→ EXERCISE PASSAGE:
----------

I hate vent dampers. Oh, how I hate vent dampers. They are the stuff of my nightmares. Honeywell, Effikal, Johnson, Flair, Stack-Pack, Fields and others – I hate them all the same. Why you ask? How much time do you have? Pull up a chair.
What is the purpose of a vent damper? The idea is to retain the heat in the block during the boiler off cycle and to prevent the chimney from drafting air through the boiler and up the chimney. This raises the AFUE a point or two, and ideally saves the end user in fuel usage and operating cost.
This may be true in a laboratory where a white-coat technician can measure temperature variations and heat loss to the Nth degree, and where jacket and block losses are counted as usable heat. I call this gaming the test. I wonder how beneficial this device is in the real world, where boilers are installed in cold basements, unheated crawl spaces and other applications where jacket losses do not add usable heat to the structure.
I recognize that there are situations where the boiler is installed within the building envelope and jacket losses can contribute to heating the living space. But in my market, that situation is definitely in the minority of the installations. And, even if it does lose usable heat to the living space, my next point will make this fact moot.
It is such a simple device: a blade damper connected to a shaft driven by a small 24v synchronous motor. It receives the heat signal from the boiler ignition control sending 24v to the motor, which in turn drives the damper blade open. When it is fully open, an end switch makes allowing the burners to fire. Oh, so simple. Not so fast, my friend.
This is how it works in testing labs and in manufacturer’s engineering labs. It is not how it works in the field. This is how it works in the field: You connect the vent damper because it is required by the manufacturer and by applicable codes. It works for a year or two, sometimes more, many times less. Then, it fails. The most prevalent failure point is the end switch. The damper opens but the end switch does not make leaving the client with no heat and no hot water (if an indirect DHW tank is installed).

----------

→ INSTRUCTIONS FOR THE TASK: Retype the passage on vent dampers word for word, starting with "It is such a" and going on through "tank is installed).".

----------

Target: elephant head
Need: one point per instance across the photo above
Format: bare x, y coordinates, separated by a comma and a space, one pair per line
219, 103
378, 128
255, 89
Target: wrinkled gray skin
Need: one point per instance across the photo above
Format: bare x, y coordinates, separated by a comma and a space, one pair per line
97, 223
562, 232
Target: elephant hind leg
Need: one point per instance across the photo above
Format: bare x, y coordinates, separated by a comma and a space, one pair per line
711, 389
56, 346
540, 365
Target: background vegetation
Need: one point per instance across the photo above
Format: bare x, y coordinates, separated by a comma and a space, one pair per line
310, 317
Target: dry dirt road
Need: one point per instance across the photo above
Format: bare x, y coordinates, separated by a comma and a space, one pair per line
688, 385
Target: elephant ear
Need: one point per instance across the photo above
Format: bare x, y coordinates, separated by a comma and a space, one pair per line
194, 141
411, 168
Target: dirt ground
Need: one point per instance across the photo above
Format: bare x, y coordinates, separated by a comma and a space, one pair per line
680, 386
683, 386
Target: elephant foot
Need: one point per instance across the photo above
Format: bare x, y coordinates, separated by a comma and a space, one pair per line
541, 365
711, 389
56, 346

----------

→ WRITTEN RESPONSE:
It is such a simple device: a blade damper connected to a shaft driven by a small 24v synchronous motor. It receives the heat signal from the boiler ignition control sending 24v to the motor, which in turn drives the damper blade open. When it is fully open, an end switch makes allowing the burners to fire. Oh, so simple. Not so fast, my friend.
This is how it works in testing labs and in manufacturer’s engineering labs. It is not how it works in the field. This is how it works in the field: You connect the vent damper because it is required by the manufacturer and by applicable codes. It works for a year or two, sometimes more, many times less. Then, it fails. The most prevalent failure point is the end switch. The damper opens but the end switch does not make leaving the client with no heat and no hot water (if an indirect DHW tank is installed).